• _Requisitos do problema_: Reproduza todas as linhas dos dados abaixo, sem qualquer alteração.

━━ Dados brutos

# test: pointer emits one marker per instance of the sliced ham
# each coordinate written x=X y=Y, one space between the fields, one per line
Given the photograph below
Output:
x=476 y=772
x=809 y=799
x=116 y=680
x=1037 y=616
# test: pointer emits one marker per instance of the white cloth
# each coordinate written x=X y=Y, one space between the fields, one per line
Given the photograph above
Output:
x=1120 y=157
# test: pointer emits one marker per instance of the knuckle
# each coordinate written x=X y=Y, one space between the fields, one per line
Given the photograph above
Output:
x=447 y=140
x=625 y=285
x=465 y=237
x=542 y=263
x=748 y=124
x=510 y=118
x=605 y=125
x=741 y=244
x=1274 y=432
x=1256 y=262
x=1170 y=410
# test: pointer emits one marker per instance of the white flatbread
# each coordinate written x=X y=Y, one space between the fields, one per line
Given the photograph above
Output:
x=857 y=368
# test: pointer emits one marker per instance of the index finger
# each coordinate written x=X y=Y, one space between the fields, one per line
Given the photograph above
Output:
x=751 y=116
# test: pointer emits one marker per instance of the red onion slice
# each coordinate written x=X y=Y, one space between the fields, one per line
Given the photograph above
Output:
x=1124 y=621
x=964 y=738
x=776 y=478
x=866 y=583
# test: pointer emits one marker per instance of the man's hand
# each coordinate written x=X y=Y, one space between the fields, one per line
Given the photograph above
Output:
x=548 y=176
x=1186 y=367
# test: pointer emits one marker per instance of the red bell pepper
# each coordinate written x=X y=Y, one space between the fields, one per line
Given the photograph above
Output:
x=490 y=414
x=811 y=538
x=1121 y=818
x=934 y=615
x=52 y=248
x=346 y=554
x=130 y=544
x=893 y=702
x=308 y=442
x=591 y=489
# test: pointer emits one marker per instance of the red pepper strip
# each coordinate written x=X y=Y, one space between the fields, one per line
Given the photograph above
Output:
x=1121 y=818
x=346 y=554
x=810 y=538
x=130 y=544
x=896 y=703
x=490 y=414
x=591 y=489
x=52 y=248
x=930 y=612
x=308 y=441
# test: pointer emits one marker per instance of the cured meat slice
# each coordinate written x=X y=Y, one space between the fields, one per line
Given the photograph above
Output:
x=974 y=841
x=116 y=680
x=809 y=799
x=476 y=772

━━━━

• _Resposta do exercício_:
# test: pointer emits one marker per instance of the sliced ham
# each coordinate written x=X y=Y, one space between the fields, one per line
Given the photograph below
Output:
x=476 y=772
x=809 y=799
x=116 y=680
x=1037 y=616
# test: pointer emits one marker per instance of the white cloth
# each coordinate written x=X y=Y, one space between the fields, one per line
Given the photograph above
Output:
x=1120 y=157
# test: pointer emits one marker per instance of the knuckle
# each coordinate written x=X y=Y, one space between the fields, one per line
Given the photograph above
Output:
x=447 y=140
x=625 y=285
x=465 y=237
x=542 y=263
x=748 y=124
x=510 y=118
x=605 y=125
x=741 y=244
x=1274 y=432
x=1256 y=262
x=1170 y=410
# test: pointer emits one marker per instance of the white flatbread
# each coordinate written x=X y=Y, one space between the fields, one per line
Given the photograph above
Output:
x=857 y=368
# test: pointer emits one marker per instance of the index finger
# each coordinate written x=X y=Y, one space between the fields, one per line
Given the photograph above
Output:
x=751 y=116
# test: pointer emits one marker per instance of the red onion slice
# each coordinate written x=X y=Y, one space between the fields, one per line
Given the photograph above
Output:
x=1124 y=621
x=964 y=738
x=776 y=478
x=866 y=583
# test: pointer emits one marker per instance of the man's hand
# each coordinate written x=X y=Y, one space between the fields, one per line
Given the photograph above
Output:
x=548 y=176
x=1186 y=367
# test: pointer emits one marker per instance of the red bell pepper
# each coordinate written x=X y=Y, one space between the fields, one per line
Given the photograph above
Output:
x=490 y=414
x=811 y=538
x=1121 y=818
x=934 y=615
x=52 y=248
x=346 y=554
x=130 y=544
x=893 y=702
x=308 y=442
x=591 y=489
# test: pointer emits one marker per instance of the red pepper strip
# each coordinate written x=X y=Y, one space between the fields, one per line
Given the photograph above
Output:
x=1121 y=818
x=346 y=554
x=810 y=538
x=130 y=544
x=896 y=703
x=490 y=414
x=591 y=489
x=52 y=248
x=930 y=612
x=308 y=441
# test: pointer emits one marker per instance of the cured meat slice
# each coordinate written x=X y=Y, one space between the fields, one per line
Given the photograph above
Output:
x=974 y=841
x=116 y=680
x=809 y=799
x=476 y=772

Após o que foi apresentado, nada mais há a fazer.